_Challenge_. Produce an exact copy of all the data below, dropping every image.

_Dataset entries_.
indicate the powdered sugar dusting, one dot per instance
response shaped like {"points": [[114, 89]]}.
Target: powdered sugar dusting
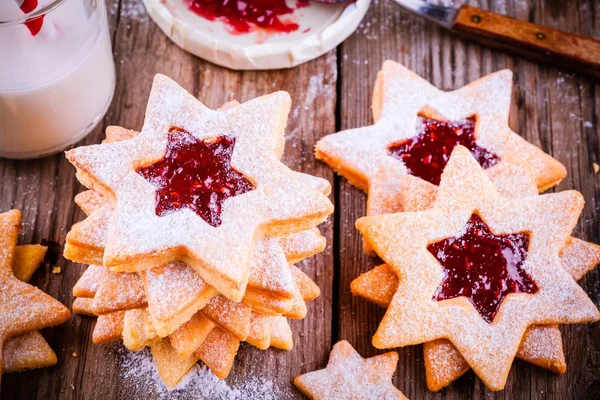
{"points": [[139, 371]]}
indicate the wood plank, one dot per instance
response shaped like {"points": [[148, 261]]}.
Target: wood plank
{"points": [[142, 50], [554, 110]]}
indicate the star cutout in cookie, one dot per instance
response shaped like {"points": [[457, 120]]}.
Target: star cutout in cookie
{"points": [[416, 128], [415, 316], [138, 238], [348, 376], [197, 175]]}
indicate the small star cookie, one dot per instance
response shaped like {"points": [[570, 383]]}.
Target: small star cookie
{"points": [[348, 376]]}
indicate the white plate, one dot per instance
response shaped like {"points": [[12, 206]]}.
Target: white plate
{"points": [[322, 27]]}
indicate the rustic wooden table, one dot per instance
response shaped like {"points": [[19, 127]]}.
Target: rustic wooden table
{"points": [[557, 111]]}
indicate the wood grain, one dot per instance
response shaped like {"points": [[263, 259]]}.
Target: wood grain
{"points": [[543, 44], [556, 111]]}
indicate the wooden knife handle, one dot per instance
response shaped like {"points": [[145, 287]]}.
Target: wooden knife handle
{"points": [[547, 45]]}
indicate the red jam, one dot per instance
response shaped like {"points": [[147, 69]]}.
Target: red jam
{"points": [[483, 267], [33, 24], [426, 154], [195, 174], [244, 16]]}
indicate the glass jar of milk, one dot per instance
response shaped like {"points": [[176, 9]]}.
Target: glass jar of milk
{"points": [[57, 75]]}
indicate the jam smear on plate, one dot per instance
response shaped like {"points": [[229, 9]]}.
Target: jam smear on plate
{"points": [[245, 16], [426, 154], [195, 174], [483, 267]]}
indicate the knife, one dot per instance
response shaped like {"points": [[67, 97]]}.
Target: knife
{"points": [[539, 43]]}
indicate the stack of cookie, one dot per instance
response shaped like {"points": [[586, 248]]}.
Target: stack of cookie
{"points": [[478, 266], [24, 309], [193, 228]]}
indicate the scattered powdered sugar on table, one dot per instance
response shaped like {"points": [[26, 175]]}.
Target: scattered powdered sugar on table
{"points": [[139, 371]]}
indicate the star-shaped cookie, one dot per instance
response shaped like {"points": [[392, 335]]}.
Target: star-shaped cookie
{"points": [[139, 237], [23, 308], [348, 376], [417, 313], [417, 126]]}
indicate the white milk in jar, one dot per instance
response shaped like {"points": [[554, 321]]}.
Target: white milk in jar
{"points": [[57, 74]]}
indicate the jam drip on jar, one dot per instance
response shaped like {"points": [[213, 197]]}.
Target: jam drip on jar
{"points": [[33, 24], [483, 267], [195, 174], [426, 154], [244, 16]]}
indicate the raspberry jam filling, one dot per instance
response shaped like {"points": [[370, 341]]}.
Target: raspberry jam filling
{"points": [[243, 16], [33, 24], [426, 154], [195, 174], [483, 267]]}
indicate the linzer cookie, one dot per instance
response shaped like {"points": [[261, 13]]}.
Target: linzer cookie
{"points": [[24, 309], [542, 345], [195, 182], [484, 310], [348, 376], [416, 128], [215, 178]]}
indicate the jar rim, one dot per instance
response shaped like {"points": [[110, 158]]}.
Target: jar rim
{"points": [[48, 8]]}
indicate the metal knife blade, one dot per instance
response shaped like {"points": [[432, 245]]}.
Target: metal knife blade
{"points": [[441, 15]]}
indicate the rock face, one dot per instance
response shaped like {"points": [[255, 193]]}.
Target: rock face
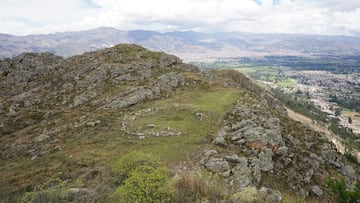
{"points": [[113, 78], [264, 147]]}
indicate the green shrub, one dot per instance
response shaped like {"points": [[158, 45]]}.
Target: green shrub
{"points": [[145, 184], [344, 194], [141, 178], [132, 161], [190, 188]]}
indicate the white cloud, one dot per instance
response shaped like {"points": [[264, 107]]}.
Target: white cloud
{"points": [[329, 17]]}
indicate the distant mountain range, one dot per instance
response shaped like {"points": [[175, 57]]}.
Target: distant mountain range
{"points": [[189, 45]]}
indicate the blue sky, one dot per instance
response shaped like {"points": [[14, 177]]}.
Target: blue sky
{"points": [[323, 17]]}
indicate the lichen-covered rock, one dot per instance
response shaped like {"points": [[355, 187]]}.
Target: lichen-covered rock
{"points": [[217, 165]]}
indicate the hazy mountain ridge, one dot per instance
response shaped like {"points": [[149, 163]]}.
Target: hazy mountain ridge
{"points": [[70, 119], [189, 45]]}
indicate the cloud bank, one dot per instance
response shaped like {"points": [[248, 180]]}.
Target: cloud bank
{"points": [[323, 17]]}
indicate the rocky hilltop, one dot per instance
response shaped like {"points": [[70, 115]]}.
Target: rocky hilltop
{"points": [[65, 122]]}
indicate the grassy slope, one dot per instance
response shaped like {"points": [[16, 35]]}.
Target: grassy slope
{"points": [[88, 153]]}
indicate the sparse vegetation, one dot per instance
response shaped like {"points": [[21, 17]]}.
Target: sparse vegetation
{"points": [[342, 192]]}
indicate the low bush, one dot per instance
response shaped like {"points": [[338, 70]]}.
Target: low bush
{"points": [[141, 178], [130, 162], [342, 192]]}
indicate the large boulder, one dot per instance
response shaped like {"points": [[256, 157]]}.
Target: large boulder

_Expected answer_.
indicate the powdered sugar dusting, one dot per instance
response shaped like {"points": [[114, 89]]}.
Target: powdered sugar dusting
{"points": [[139, 371]]}
indicate the wood plank, one dot per instance
response shaped like {"points": [[148, 261]]}.
Target: wood plank
{"points": [[142, 50], [554, 110]]}
indicate the star cutout in cookie, one dot per instance
response shaped like {"points": [[457, 120]]}.
Target: star cutout in cookie
{"points": [[416, 128], [415, 316], [138, 238], [348, 376], [197, 175]]}
indicate the small star cookie, one dot per instance
response shaped like {"points": [[570, 383]]}.
Target: small star cookie
{"points": [[348, 376]]}
indicate the white plate, one dot per instance
response shaped like {"points": [[12, 206]]}.
Target: white plate
{"points": [[322, 27]]}
indicate the rustic wooden table, one dot per instance
response shaped like {"points": [[19, 127]]}.
Target: rustic wooden table
{"points": [[557, 111]]}
indicate the wood grain, one dot per instance
response shaped like {"points": [[263, 259]]}.
Target: wood grain
{"points": [[543, 44], [556, 111]]}
indicate the wooden knife handle, one dot per instance
response shaped like {"points": [[145, 287]]}.
Target: wooden knife handle
{"points": [[547, 45]]}
indicate the red jam, one dot per instance
response shaped like {"points": [[147, 69]]}.
Target: red jam
{"points": [[483, 267], [33, 24], [426, 154], [195, 174], [244, 16]]}
indicate the glass jar of milk, one dot per instance
response shaped like {"points": [[176, 9]]}.
Target: glass jar of milk
{"points": [[57, 75]]}
indicate the jam smear on plate, one dot per instance
response shaped like {"points": [[229, 9]]}.
Target: jam smear on plate
{"points": [[245, 16], [426, 154], [195, 174], [483, 267]]}
indicate the knife, one dot per instance
response shaped like {"points": [[67, 97]]}.
Target: knife
{"points": [[539, 43]]}
indicate the stack of cookie, one dot per instance
response shaped like {"points": [[586, 248]]}.
Target: stack of cookie
{"points": [[478, 266], [24, 309], [193, 228]]}
indicate the scattered powdered sugar on table, one dot per instance
response shaped like {"points": [[26, 175]]}.
Target: scattered powdered sugar on table
{"points": [[139, 371]]}
indicate the star-shaped cookie, one dot per instance
response shaped like {"points": [[392, 335]]}.
Target: star-shaped cookie
{"points": [[139, 237], [23, 308], [348, 376], [417, 313], [417, 126]]}
indicate the white milk in jar, one dot per instance
response shaped like {"points": [[554, 321]]}.
Target: white milk in jar
{"points": [[57, 74]]}
indicate the jam drip on jar, one dot per instance
response shaped like {"points": [[213, 197]]}.
Target: jam drip on jar
{"points": [[33, 24], [483, 267], [195, 174], [426, 154], [244, 16]]}
indicate the raspberry jam filling, one dot per instance
response shaped like {"points": [[370, 341]]}.
Target: raspberry jam filling
{"points": [[243, 16], [33, 24], [426, 154], [195, 174], [483, 267]]}
indicate the linzer cookie, one dot per instance
response shaped like {"points": [[261, 13]]}.
Target: linzer cookie
{"points": [[24, 309], [542, 345], [195, 182], [484, 310], [348, 376], [416, 128], [215, 178]]}
indicate the jar rim, one dot per instance
response shaped like {"points": [[110, 158]]}.
Target: jar rim
{"points": [[48, 8]]}
indicate the metal knife blade, one dot per instance
response shaped like {"points": [[432, 245]]}.
Target: metal knife blade
{"points": [[441, 15]]}
indicate the rock face, one dot per instance
response shaped like {"points": [[255, 193]]}.
Target: rock face
{"points": [[113, 78], [264, 147]]}
indicate the green shrub, one dot per instance
response shaped like {"points": [[158, 45]]}.
Target: green shrub
{"points": [[145, 184], [344, 194], [141, 178], [132, 161], [190, 188]]}
indicate the white cloud, one dot per instance
response shaped like {"points": [[264, 107]]}.
Target: white cloud
{"points": [[329, 17]]}
indicate the distant mountain range, one dot per instance
response shaped like {"points": [[175, 57]]}.
Target: distant mountain range
{"points": [[189, 45]]}
indicate the blue sky, one dot per instance
response shaped like {"points": [[14, 177]]}.
Target: blue sky
{"points": [[323, 17]]}
indicate the lichen-covered rock, one dot per instance
response shaped like {"points": [[355, 187]]}.
Target: lichen-covered rock
{"points": [[217, 165]]}
indicate the hazy mountain ridge, one dot per instance
response shaped like {"points": [[149, 163]]}.
Target: hazy mountain ridge
{"points": [[70, 119], [189, 45]]}
indicate the cloud bank, one dot per instance
response shaped like {"points": [[248, 180]]}.
Target: cloud bank
{"points": [[323, 17]]}
indicate the rocky hilltop, one dot per instance
response shaped like {"points": [[70, 115]]}.
Target: rocky hilltop
{"points": [[65, 122]]}
indicate the grassy slope, one dot per instance
response shaped like {"points": [[16, 35]]}.
Target: grassy slope
{"points": [[88, 153]]}
indicate the sparse vegetation, one dot per instance
response shaped like {"points": [[21, 17]]}.
Target: sparse vegetation
{"points": [[342, 192]]}
indicate the low bush, one dot per instance
response shaped like {"points": [[338, 70]]}.
Target: low bush
{"points": [[141, 178], [130, 162], [342, 192]]}
indicate the large boulder, one dot per instance
response shaped like {"points": [[256, 157]]}.
Target: large boulder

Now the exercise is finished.